GESTELLTE AUFGABE 1: Stellen Sie die Einträge vom Anfang bis einschließlich der Zeile mit "<point>238,502</point>" als nummerierte Liste dar und lassen Sie dabei Leerzeilen weg.

Die bessere Hälfte fehlt?

Last but not least besteht das Problem darin, dass zum Kinderkriegen immer zwei gehören. Und dass die zwei sich nicht immer einig sind. Eine Forsa-Befragung von 2004 zeigt, dass 44 Prozent aller kinderlosen Erwachsenen das Fehlen eines geeigneten Partners als Problem angeben. Dies trifft auf Akademikerinnen in besonderem Maße zu, da diese in der Regel ihren Nachwuchs mit einem Akademiker zeugen wollen und vom Vater ein hohes Maß an Beteiligung in der Familie fordern. Die Akademiker hingegen haben da oft andere Vorstellungen. Sie heiraten auch gern mal eine Frau unter ihrem Bildungsstand, die sich ihrem Leben bereitwillig anpasst.

Wie kann man der Familienplanung ein neues Styling verpassen?

Kathrin Dressel sieht die Lösung des Problems in der Entzerrung von Beruf und Familie durch eine Phasenverschiebung im Lebensverlauf: "Entweder wird die Familiengründung in die Ausbildung vorverlagert. Oder eine späte erste Mutterschaft findet erst nach einer intensiven, kontinuierlichen und damit karrierefördernden Vollzeitbeschäftigung statt."

Mit Kinderwagen an die Uni?

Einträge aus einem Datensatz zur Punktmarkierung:
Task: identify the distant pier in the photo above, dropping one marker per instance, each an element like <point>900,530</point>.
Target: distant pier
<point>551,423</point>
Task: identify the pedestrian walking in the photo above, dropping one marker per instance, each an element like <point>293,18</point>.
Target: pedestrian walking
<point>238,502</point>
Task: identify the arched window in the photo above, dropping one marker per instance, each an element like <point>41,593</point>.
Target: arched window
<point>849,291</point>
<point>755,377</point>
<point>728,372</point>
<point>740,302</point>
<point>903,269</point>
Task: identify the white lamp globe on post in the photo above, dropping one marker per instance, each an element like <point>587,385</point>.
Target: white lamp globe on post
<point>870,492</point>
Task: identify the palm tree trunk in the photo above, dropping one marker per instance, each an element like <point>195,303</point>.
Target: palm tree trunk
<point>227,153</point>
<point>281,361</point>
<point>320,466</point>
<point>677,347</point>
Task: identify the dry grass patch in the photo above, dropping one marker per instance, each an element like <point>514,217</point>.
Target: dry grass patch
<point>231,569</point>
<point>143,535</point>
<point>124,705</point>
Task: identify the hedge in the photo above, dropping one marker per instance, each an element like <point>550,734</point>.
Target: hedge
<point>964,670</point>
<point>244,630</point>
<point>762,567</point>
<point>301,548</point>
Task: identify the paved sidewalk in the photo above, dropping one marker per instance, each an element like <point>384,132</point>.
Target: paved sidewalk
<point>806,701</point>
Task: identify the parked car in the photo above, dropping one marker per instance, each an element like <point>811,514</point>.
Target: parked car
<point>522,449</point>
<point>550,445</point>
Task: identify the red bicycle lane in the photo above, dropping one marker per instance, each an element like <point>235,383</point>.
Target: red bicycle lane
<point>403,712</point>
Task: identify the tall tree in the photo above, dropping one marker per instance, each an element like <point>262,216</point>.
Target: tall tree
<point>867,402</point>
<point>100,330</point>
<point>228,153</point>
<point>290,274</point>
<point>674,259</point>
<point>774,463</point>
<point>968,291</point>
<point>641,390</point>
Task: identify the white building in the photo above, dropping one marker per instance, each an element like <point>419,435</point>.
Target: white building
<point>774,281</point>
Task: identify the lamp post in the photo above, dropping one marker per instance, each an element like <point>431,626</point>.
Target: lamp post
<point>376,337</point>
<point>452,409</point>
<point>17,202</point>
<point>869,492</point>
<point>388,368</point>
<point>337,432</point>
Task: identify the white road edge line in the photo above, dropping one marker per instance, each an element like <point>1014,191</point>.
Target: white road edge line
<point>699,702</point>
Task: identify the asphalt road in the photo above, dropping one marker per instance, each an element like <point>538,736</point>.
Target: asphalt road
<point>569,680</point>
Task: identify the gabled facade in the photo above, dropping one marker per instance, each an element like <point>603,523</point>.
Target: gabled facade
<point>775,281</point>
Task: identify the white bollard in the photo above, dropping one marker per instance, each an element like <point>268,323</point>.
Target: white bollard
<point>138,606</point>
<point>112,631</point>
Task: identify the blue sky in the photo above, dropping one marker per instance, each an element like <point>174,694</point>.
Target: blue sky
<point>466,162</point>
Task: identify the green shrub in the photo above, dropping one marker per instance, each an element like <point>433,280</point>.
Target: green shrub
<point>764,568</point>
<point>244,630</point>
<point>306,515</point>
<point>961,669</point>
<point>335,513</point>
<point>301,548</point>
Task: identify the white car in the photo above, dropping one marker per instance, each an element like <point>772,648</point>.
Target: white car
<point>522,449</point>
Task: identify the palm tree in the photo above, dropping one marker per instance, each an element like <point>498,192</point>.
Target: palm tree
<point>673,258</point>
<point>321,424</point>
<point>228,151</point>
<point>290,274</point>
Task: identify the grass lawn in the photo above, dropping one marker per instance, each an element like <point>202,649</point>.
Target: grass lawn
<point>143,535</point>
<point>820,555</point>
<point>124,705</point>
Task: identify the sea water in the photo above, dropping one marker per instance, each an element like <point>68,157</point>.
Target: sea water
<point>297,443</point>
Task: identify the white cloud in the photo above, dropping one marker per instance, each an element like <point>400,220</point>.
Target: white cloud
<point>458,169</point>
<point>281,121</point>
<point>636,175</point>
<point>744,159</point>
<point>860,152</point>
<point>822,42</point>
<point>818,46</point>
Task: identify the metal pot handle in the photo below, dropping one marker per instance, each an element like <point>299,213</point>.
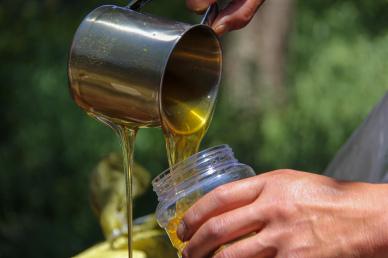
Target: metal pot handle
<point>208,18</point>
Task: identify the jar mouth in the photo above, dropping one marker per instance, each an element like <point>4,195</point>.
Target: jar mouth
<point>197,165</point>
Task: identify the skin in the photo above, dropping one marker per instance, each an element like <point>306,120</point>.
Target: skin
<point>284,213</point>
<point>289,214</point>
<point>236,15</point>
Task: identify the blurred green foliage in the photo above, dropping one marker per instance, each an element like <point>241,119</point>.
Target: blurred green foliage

GESTELLTE AUFGABE 2:
Beantworten Sie zum Text über Familienplanung folgende Fragen:
(a) Wie viel Prozent aller kinderlosen Erwachsenen nennen laut der Forsa-Befragung von 2004 das Fehlen eines geeigneten Partners als Problem?
(b) Worin sieht Kathrin Dressel die Lösung des Problems?
(c) Welche Frage steht am Ende des Textes als Überschrift?

VOLLSTÄNDIGE ANTWORT 1:
1. Task: identify the distant pier in the photo above, dropping one marker per instance, each an element like <point>900,530</point>.
2. Target: distant pier
3. <point>551,423</point>
4. Task: identify the pedestrian walking in the photo above, dropping one marker per instance, each an element like <point>293,18</point>.
5. Target: pedestrian walking
6. <point>238,502</point>

VOLLSTÄNDIGE ANTWORT 2:
(a) 44 Prozent.
(b) In der Entzerrung von Beruf und Familie durch eine Phasenverschiebung im Lebensverlauf.
(c) „Mit Kinderwagen an die Uni?“